-- Start of Source records --
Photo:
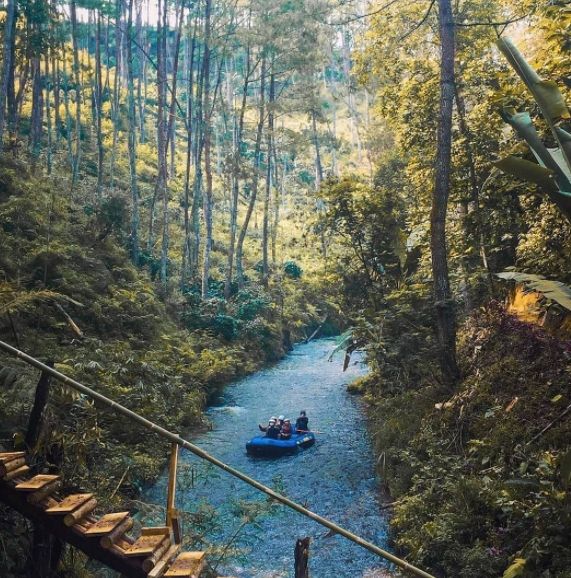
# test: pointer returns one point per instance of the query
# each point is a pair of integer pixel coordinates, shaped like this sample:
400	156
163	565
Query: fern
12	301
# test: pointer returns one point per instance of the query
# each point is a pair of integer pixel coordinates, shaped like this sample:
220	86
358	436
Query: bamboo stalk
196	450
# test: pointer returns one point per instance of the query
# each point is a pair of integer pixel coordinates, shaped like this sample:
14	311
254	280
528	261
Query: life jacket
302	423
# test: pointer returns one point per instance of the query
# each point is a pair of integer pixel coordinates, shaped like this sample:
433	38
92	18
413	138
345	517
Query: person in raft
266	427
286	430
273	431
302	422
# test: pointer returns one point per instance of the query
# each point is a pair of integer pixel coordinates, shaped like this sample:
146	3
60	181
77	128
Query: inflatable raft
272	448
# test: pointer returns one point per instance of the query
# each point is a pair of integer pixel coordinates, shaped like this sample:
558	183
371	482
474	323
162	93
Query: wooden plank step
187	565
19	473
47	490
155	531
36	483
145	545
10	466
150	562
69	504
106	524
165	560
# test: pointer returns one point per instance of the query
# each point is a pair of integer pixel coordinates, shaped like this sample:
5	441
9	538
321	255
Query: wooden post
172	515
36	419
302	558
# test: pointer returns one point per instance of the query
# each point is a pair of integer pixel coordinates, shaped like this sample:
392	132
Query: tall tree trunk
197	185
116	88
7	64
207	200
443	303
48	115
318	165
161	185
266	219
77	80
187	244
474	184
98	102
238	131
255	178
132	143
37	108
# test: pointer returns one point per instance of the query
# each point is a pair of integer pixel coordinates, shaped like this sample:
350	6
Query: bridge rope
196	450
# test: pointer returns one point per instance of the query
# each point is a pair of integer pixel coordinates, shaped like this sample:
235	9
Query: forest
190	189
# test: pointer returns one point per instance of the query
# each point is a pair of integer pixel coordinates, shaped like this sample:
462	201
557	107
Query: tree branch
419	24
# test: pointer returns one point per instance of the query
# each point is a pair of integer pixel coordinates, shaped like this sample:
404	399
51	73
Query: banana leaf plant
551	290
552	172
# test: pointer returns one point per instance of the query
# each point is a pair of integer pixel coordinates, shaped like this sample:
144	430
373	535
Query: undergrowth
477	483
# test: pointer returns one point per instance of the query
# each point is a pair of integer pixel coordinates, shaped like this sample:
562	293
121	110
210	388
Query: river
335	478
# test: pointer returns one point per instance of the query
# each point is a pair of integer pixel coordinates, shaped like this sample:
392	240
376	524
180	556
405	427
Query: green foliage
553	174
473	494
293	270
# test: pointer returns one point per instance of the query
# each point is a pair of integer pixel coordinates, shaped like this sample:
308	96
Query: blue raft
271	448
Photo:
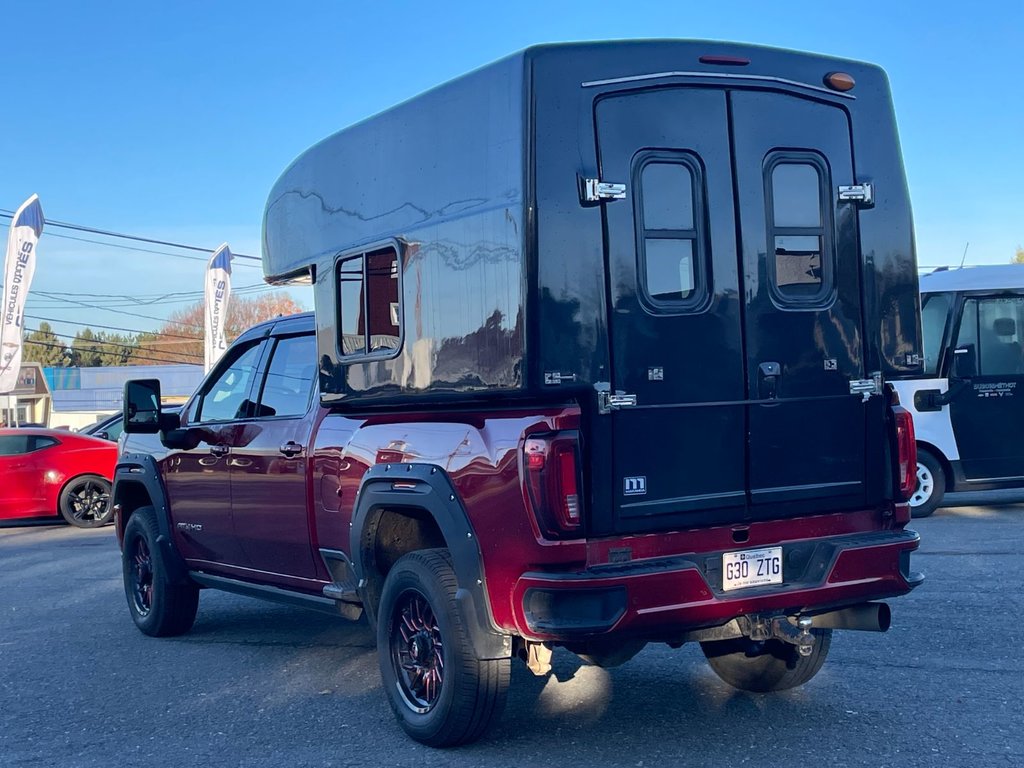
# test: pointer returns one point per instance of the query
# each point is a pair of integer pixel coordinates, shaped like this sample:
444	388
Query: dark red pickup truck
599	359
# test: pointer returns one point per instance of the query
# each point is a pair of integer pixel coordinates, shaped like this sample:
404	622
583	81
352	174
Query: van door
740	363
987	373
674	299
803	314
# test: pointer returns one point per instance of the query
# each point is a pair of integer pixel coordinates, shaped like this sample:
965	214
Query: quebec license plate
754	567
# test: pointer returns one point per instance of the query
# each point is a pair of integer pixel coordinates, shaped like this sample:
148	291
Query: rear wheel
85	502
931	484
768	666
440	692
159	607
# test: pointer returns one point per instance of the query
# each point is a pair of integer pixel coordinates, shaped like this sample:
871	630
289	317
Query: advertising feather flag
19	266
218	292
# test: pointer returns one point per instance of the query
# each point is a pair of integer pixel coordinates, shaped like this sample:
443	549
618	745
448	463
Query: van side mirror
141	407
965	365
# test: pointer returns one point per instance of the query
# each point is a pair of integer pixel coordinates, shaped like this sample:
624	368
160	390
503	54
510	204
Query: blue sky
172	120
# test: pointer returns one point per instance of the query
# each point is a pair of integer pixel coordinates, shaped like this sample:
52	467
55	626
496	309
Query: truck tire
931	484
765	667
440	692
158	607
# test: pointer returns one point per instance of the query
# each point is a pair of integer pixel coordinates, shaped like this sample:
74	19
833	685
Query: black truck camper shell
573	209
-- End of Source records --
Task to carry out » Output, exactly, all the records above; include no pictures.

Output for this task »
Photo:
# test: pointer returns one point per instance of the query
# each point is a pair of integer pixel coordinates, shaped like this sample:
400	156
163	565
Query: fern
12	301
# test: pointer returns one point per instance of the query
# each point is a pair of integer pixel coordinates, shaped like this sample:
220	86
358	436
Query: bamboo stalk
196	450
# test: pointer returns one point per instance of the query
# each point is a pair of integer pixel coordinates, shaped like this sample:
14	311
254	280
528	261
Query: life jacket
302	423
# test: pointer returns one point per instance of the query
# each point is a pair of integer pixel coordinates, shaped like this sample:
433	38
92	18
413	138
345	517
Query: person in raft
266	427
286	430
273	431
302	422
# test: pointer returns one point per instance of the query
# each point is a pair of integer pixel coordinates, shaped like this sample:
146	3
60	181
77	128
Query: inflatable raft
272	448
# test: pointer returns one point per instance of the query
# each point is a pair of integer pixel coordinates, shaped like this sample:
558	183
371	482
474	323
162	93
Query: wooden plank step
187	565
19	473
47	490
155	531
36	483
145	545
10	466
150	562
69	504
106	524
165	560
# test: pointer returns one point per instance of the query
# each point is a pair of integer pixel coordinates, shaped like this sample:
5	441
9	538
321	255
Query: wooden post
172	515
36	419
302	558
# test: pointer returns one point per instance of the query
# each point is a pair of integer pixel coordinates, shaped like this sample:
392	132
Query: tall tree trunk
197	185
116	88
7	64
207	200
443	303
48	115
318	165
161	185
266	219
77	80
187	244
474	184
98	102
238	131
255	178
132	143
37	108
# test: pointer returns one point per instance of the query
# each point is a pair of integer pixel coordinates, shaped like this sample:
350	6
Query: bridge rope
196	450
# test: pointer returns one point per instance of the query
# each point is a pair of integer pixel coordinates, shaped like this sample:
235	9
Query: forest
190	189
# test: pointer returns one point per instance of the query
# each point is a pair of integer pixel coordinates, shaped like this sample:
462	201
557	107
Query: tree branch
419	24
# test: pointer returns one point per instance of the query
# each point is a pair of integer pixel coordinates, shaped like this sample:
404	399
51	73
Query: banana leaf plant
551	290
552	172
# test: pointer returns one point per instance of the query
# each point is a pair of integer pixel coordinates, shaped like this sample:
144	430
373	535
Query: undergrowth
477	483
# test: pointer returns one point per instance of the query
# each point is a pair of integer pixel coordinates, shaped like this sample:
562	293
121	110
210	388
Query: river
335	478
# test: pointer returns one point per instance of the query
# each point is a pair of integer pixel coordinates, shaped like this sample:
392	240
376	524
180	556
405	427
Query: green foliage
553	174
473	494
293	270
# test: pointer returns one point per instance of the query
# each point is a pair of integer pixel coordinates, shaped like this sample:
308	96
Query: blue raft
271	448
Photo:
# test: pointer returns one point per instance of the query
# each point is a pair of integer pixel coordinates, shaped like this sample:
444	388
Query: dark red pickup truck
599	359
# test: pointer returns one point per instance of the query
# each point is a pair of integer pixel coordinates, shaped like this sample:
404	622
583	81
352	174
Query: van door
740	363
987	373
674	299
803	314
# test: pointer returns one point per instance of the query
# each point is a pair of integer pixel coordinates, shaped like this sample:
965	214
Query: quebec license plate
754	567
# test: pointer returns one point per instance of the query
# each point is a pair of integer pixel coordinates, shaped like this sample:
148	291
Query: rear wheel
85	502
931	484
768	666
440	692
159	607
# test: pointer returns one point per instance of the query
# each point is a pair of integer pixel coordinates, shaped like this sample:
871	630
289	317
Query: advertising feather flag
19	266
218	292
# test: pointer returns one point per instance of the query
# each point is a pair of integer pixel coordinates, shaped like this sample:
443	549
618	745
448	463
Query: van side mirror
141	407
965	365
# test: pointer returns one point per instance of the query
# each point is a pair of integer pixel coordinates, shaped like this sample:
624	368
160	390
503	54
510	204
Query: blue sky
172	120
# test: pointer returns one point per instance of the query
# each point is a pair of integer pixel coordinates, shaped like this sample:
52	467
55	626
496	309
Query: truck tire
931	484
765	667
440	692
158	607
# test: pointer returns one point per instance of the query
# each point is a pair of integer pixel coordinates, shaped like this sample:
74	19
833	685
Query: black truck camper shell
573	209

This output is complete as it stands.